◆ Task goal: Return every line from the records that contains the string "dial". Case counts.

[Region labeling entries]
+ + + +

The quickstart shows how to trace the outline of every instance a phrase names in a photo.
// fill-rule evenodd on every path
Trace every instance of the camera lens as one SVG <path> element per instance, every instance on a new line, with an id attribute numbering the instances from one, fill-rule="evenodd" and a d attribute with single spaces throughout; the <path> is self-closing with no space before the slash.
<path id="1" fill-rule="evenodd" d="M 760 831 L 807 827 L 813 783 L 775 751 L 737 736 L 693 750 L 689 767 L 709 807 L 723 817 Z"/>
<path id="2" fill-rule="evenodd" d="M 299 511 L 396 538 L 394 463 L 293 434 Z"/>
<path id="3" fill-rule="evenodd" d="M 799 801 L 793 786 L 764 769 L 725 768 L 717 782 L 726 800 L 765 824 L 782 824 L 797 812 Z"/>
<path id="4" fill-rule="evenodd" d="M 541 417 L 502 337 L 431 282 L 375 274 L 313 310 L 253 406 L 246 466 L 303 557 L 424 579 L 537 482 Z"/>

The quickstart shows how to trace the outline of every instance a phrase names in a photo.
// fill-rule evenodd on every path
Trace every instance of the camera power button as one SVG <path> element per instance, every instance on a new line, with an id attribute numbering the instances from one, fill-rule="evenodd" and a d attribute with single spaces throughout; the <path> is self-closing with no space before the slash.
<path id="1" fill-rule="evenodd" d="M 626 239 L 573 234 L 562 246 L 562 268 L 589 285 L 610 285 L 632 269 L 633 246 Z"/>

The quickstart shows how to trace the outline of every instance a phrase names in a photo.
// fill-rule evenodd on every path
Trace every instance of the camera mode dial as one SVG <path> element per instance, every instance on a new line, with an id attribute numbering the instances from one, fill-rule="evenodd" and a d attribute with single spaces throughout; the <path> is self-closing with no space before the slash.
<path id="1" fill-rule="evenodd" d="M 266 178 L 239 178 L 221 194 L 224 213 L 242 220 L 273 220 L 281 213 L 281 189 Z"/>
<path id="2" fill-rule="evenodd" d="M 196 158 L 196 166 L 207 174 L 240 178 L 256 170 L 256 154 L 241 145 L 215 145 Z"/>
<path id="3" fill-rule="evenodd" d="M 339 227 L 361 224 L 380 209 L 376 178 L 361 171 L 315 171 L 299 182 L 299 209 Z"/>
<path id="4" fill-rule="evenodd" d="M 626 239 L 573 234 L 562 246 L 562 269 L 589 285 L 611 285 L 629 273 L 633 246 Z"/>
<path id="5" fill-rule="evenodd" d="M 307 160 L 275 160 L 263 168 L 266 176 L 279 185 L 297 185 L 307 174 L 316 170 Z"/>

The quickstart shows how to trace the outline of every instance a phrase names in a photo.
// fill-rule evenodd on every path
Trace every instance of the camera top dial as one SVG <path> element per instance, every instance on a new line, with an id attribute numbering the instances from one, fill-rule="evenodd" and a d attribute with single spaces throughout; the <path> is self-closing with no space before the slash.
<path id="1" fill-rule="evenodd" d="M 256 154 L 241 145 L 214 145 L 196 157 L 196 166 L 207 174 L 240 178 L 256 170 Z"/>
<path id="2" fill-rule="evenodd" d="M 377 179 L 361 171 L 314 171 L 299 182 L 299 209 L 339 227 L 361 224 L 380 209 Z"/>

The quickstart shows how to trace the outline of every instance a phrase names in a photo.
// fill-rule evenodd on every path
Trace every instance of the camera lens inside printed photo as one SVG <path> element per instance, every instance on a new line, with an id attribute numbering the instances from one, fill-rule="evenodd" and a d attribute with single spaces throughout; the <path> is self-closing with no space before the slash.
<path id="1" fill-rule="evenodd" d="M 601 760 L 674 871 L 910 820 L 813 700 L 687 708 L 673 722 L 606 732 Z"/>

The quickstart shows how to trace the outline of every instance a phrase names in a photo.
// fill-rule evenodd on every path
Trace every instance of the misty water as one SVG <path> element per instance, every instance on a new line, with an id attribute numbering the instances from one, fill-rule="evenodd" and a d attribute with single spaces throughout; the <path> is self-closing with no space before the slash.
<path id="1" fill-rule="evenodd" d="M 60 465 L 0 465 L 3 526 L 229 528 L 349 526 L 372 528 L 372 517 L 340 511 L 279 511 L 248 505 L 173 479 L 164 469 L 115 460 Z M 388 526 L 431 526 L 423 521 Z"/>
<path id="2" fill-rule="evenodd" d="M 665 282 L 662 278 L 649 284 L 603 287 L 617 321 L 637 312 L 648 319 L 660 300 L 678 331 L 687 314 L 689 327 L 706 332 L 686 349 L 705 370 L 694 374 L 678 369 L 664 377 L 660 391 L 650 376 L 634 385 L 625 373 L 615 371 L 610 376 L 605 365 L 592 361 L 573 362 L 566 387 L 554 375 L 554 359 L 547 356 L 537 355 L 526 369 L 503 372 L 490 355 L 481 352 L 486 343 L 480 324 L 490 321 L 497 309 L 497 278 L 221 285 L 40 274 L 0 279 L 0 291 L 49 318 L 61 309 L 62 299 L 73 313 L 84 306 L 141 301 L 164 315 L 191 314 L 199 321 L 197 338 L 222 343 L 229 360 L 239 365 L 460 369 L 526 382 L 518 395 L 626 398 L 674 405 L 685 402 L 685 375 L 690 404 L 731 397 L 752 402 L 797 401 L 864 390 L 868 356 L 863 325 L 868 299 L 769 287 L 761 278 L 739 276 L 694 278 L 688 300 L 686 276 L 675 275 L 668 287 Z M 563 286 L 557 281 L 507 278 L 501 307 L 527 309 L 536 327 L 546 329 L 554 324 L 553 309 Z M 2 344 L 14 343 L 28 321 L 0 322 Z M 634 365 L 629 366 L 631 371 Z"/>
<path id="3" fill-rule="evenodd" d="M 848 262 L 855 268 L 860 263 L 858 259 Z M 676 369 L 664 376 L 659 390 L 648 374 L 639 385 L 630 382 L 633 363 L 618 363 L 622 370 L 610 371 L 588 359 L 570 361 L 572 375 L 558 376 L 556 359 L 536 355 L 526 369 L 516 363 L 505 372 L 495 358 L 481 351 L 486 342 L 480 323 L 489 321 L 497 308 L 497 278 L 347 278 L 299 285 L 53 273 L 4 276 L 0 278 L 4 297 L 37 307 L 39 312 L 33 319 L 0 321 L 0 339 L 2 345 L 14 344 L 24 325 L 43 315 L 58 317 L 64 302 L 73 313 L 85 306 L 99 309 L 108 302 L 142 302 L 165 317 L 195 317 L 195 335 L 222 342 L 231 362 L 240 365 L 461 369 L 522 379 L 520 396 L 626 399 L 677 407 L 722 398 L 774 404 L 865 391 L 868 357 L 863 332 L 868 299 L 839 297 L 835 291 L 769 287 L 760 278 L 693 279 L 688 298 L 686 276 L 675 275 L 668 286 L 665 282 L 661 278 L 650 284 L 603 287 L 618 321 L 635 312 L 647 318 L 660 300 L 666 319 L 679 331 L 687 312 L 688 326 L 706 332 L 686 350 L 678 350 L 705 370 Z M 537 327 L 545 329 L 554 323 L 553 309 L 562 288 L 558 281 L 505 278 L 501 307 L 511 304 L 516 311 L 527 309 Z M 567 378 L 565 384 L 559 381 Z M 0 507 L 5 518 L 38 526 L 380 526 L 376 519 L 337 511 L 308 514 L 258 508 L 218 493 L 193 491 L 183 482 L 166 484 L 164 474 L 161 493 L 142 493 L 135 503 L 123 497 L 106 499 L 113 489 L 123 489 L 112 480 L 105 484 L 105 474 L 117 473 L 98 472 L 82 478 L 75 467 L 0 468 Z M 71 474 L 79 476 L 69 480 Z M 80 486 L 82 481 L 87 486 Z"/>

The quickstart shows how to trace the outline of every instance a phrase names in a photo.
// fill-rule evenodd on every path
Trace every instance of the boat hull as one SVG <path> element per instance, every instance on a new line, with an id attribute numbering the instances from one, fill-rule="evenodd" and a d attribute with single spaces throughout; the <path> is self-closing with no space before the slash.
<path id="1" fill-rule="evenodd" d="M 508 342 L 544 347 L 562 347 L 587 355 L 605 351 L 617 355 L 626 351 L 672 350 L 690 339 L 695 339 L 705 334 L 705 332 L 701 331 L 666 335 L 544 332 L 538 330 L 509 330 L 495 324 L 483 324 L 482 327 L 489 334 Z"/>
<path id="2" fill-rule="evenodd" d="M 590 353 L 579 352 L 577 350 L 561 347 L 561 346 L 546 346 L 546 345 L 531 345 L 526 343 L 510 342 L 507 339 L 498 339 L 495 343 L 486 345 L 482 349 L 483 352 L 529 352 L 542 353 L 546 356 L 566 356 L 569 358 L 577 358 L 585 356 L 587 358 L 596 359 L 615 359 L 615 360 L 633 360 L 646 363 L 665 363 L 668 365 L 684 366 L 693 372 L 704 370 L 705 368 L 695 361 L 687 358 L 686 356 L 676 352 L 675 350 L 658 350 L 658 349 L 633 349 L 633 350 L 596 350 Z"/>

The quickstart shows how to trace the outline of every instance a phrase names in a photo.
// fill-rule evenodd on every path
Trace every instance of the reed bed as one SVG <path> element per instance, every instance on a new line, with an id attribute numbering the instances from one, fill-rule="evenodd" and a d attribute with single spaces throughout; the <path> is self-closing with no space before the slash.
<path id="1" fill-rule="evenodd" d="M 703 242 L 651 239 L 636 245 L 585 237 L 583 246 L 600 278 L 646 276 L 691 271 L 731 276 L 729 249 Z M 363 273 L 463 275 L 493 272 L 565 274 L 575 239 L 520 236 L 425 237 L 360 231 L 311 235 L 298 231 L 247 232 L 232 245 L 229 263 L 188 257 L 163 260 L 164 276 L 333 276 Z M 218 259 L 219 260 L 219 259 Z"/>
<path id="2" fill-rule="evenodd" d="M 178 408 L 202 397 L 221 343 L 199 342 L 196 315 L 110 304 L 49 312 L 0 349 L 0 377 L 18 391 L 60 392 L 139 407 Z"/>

+ + + +

◆ Task solution:
Trace every instance of the camera mode dial as one SVG <path> element per instance, every instance on a new line, with an id attribute numbering the instances from one, fill-rule="evenodd" and a d attribute with single spaces throughout; the <path> is self-closing with no space before the slash.
Trace every instance of the camera top dial as one SVG <path> element per instance, every instance on a new line, with an id attribute numbering the instances from one, fill-rule="evenodd" and a d attribute with single spaces throughout; the <path> is self-closing with no space before the slash.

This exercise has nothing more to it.